==== Extrait à lire
Les catholiques se sont mis à lire la Bible, à la méditer, à en discuter… Ils ont acquis pour nombre d’entre eux des connaissances théologiques, certes partielles, mais assurément bien plus riches que celles des générations précédentes. Tout cela est, sans doute, loin d’être parfait, mais c’est un progrès considérable qui change définitivement les relations entre les clercs et les laïcs. Tout cela ressemble, mutatis mutandis, à ce qui s’est passé à la Renaissance, avec l’irruption de l’imprimerie, et la diffusion du texte biblique au-delà du cercle dans lequel il était jusqu’alors confiné.
Si bien que la crise que traverse l’Église et dont bien des clercs, à commencer par le pape et nombre d’évêques, peinent ou se refusent pour l’instant à prendre la mesure, est une crise de modernisation. Une crise largement amplifiée par les effets démultiplicateurs de l’internet et des moyens modernes de communication. Les tensions sont donc fortes et les enjeux décisifs. C’est une crise que décrivent à la perfection des mots du révolutionnaire italien Gramsci : « Le vieux se meurt et le jeune hésite à naître. » Le vieux, ce n’est pas le christianisme en tant que tel, mais la manière dont il s’exprime, dont il se vit, dont il s’est structuré, non pas depuis toujours, mais depuis le xixe siècle ; le jeune qui hésite à naître, c’est la traduction de la foi dans le monde d’aujourd’hui…
Or la foi n’est pas un corpus de valeurs qu’il faudrait restaurer, c’est croire que la vie – en la personne même du Christ qui a épousé la condition humaine jusqu’à la mort – ne cesse de s’ouvrir à nous, dans la traversée même des épreuves et des difficultés qui se présentent, dès lors que nous y engageons tout notre être dans une démarche qui allie indissolublement l’amour et la justice. Ce qu’a manifesté le Christ, une fois pour toutes, c’est que la mort elle-même ne peut vaincre la vie. Dès lors, toute crise peut être traversée, notamment celle que connaît aujourd’hui, sous de multiples aspects – pas simplement économiques –, la planète mondialisée, et celle qui fait trembler l’Église… Les difficultés que rencontre cette dernière ne sont, de ce point de vue, pas différentes des problèmes propres à toute société en cours de modernisation.
========
==== Données fournies
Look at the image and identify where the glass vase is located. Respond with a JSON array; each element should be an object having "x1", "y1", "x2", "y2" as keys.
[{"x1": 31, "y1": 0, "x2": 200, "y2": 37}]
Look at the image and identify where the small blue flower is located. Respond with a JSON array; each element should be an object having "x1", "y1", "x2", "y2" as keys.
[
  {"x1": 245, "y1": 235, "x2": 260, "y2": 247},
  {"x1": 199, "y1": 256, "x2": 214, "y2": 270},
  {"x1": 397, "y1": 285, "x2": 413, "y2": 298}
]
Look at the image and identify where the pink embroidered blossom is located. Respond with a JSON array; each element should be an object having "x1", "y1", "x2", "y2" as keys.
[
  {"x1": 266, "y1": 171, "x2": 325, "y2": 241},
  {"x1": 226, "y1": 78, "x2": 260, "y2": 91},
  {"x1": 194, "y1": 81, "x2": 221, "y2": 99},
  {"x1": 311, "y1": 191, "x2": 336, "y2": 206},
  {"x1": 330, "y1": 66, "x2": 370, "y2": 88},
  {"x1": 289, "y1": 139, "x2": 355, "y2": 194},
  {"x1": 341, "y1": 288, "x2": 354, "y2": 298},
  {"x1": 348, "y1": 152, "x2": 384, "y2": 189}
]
========
Consignes —
a: Dans l'extrait sur la crise de l'Église, quelle phrase de Gramsci est citée pour décrire cette crise ?
b: Reformulez sous forme de liste le paragraphe de l'extrait sur la crise de l'Église qui commence par « Si bien que la crise », en conservant ses faits principaux.
c: Recopiez à l'identique le passage de l'extrait sur la crise de l'Église qui va de « Les catholiques se » jusqu'à « était jusqu’alors confiné. ».
Les enregistrements proviennent d'une autre source que l'extrait.

Corrigé —
a: « Le vieux se meurt et le jeune hésite à naître. »

b:
- La crise que traverse l'Église est une crise de modernisation. Bien des clercs, à commencer par le pape et nombre d'évêques, peinent à en prendre la mesure ou s'y refusent pour l'instant.
- Internet et les moyens modernes de communication l'amplifient largement.
- Les tensions sont fortes et les enjeux décisifs.
- Les mots de Gramsci la décrivent : « Le vieux se meurt et le jeune hésite à naître. »
- Le vieux n'est pas le christianisme lui-même. C'est la manière dont il s'exprime, se vit et s'est structuré depuis le XIXe siècle.
- Le jeune qui hésite à naître est la traduction de la foi dans le monde d'aujourd'hui.

c:
Les catholiques se sont mis à lire la Bible, à la méditer, à en discuter… Ils ont acquis pour nombre d’entre eux des connaissances théologiques, certes partielles, mais assurément bien plus riches que celles des générations précédentes. Tout cela est, sans doute, loin d’être parfait, mais c’est un progrès considérable qui change définitivement les relations entre les clercs et les laïcs. Tout cela ressemble, mutatis mutandis, à ce qui s’est passé à la Renaissance, avec l’irruption de l’imprimerie, et la diffusion du texte biblique au-delà du cercle dans lequel il était jusqu’alors confiné.